* [WRITTEN EXERCISE] Could you pull every line from the records below and reproduce each one word for word, in the same order?

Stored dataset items

-- begin --

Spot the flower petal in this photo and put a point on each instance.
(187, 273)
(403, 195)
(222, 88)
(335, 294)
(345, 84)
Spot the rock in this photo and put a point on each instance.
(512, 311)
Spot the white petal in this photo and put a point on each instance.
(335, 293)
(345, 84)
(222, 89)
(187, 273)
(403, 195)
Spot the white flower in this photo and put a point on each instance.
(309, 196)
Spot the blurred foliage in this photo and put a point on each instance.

-- end --

* [RIGHT ANSWER]
Spot the flower petal in this photo and put a point on each instance.
(187, 273)
(403, 195)
(222, 88)
(335, 294)
(345, 84)
Spot the rock in this photo and put a point on each instance.
(512, 311)
Spot the white petal in this photo and put a point on each instance.
(335, 293)
(345, 84)
(222, 89)
(187, 273)
(403, 195)
Spot the white flower in this photo and put a point on each instance.
(309, 196)
Spot the blurred foliage in this photo and put a point on each instance.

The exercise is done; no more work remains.